AIM OF THE TASK => Please rewrite the rows from the line containing "Task: where can the poster" through the end of the rows, swapping "cardboard box" for "shipping box" and changing nothing else.

┌─ LISTED RECORDS

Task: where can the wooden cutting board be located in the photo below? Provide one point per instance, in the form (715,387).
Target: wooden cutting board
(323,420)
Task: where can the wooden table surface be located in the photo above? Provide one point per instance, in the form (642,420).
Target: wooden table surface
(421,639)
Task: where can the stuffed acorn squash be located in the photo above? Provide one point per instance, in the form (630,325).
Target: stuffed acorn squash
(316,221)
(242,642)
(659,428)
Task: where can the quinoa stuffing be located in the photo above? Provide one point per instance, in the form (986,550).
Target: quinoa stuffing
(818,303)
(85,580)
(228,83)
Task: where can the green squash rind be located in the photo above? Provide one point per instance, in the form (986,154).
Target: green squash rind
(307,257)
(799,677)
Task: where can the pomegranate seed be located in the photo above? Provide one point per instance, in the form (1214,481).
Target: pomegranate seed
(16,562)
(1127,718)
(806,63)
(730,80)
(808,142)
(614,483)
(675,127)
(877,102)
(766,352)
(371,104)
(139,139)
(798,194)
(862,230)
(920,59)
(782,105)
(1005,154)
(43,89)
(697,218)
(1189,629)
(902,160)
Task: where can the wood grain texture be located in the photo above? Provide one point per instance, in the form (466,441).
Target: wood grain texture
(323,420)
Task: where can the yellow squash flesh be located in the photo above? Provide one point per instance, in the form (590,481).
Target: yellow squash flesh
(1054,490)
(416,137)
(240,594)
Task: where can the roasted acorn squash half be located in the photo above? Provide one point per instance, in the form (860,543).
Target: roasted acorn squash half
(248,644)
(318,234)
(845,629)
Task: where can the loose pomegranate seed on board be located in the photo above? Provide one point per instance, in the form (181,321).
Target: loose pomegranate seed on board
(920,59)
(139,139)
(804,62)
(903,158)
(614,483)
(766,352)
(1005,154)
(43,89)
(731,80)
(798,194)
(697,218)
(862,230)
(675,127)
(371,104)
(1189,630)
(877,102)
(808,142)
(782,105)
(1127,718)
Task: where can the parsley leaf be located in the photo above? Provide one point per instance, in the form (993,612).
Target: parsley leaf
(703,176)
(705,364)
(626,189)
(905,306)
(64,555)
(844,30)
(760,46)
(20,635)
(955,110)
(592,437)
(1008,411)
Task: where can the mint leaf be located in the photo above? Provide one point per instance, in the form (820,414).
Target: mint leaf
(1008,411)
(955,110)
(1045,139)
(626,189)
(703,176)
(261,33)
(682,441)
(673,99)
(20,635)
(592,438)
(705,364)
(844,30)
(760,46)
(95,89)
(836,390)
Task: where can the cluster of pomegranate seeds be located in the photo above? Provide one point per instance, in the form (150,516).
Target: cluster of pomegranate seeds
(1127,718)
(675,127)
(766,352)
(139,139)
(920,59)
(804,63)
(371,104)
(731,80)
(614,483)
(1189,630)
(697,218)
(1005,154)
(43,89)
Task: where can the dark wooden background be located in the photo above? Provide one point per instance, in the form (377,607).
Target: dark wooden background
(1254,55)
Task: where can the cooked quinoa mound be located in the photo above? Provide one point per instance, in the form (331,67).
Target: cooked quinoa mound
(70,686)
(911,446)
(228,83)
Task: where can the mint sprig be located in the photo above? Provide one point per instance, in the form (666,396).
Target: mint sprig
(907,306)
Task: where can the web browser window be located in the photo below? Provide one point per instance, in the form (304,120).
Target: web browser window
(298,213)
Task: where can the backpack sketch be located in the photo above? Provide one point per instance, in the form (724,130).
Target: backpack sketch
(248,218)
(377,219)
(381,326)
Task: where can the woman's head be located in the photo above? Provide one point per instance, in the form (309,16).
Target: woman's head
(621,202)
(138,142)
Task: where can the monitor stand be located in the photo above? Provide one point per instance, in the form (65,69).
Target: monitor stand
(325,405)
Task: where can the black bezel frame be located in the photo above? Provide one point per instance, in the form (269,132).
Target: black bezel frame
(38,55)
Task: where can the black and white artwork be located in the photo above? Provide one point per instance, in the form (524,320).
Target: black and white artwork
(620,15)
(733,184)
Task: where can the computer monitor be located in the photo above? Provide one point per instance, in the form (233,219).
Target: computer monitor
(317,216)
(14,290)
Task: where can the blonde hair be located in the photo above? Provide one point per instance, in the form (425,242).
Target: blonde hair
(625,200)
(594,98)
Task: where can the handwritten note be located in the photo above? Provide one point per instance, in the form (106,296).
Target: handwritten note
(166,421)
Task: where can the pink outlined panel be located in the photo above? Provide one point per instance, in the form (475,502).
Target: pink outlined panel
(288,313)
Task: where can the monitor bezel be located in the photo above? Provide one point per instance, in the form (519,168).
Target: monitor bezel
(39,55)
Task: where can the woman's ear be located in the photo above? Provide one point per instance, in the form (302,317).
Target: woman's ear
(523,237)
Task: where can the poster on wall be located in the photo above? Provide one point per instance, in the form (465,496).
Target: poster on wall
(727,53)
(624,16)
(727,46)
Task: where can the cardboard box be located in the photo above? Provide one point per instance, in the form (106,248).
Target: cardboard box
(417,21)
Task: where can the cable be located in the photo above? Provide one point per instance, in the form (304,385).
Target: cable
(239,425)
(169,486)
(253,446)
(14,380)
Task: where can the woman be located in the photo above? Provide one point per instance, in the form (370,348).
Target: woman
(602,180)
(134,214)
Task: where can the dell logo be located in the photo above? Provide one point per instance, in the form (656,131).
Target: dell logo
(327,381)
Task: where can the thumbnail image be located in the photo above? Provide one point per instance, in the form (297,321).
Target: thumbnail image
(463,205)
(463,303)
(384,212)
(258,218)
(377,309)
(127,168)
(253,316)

└─

ANSWER BELOW =>
Task: where can the poster on wall be located in the photo above? Provide one point per instance, in the form (465,496).
Target: poster on wall
(727,53)
(624,16)
(727,46)
Task: where can the shipping box be located in the photo above? Provide one point per instance, in the form (106,248).
Target: shipping box
(417,21)
Task: where can the cable be located in the photo above? Provide one point per instance, in the form (304,385).
Target: cable
(239,425)
(169,486)
(253,446)
(14,380)
Task: where can the woman be located in the photo above? Provide one point per instance, in the form (370,348).
Target: woman
(602,180)
(134,214)
Task: where can the dell logo be located in the photo above? Provide one point per instance, in the form (656,131).
Target: dell logo
(327,381)
Task: where can the thumbnail image be located in the photo above? Provide one point per instance, in the form (297,321).
Target: thumbnail image
(463,205)
(463,303)
(384,212)
(258,218)
(377,309)
(127,168)
(253,316)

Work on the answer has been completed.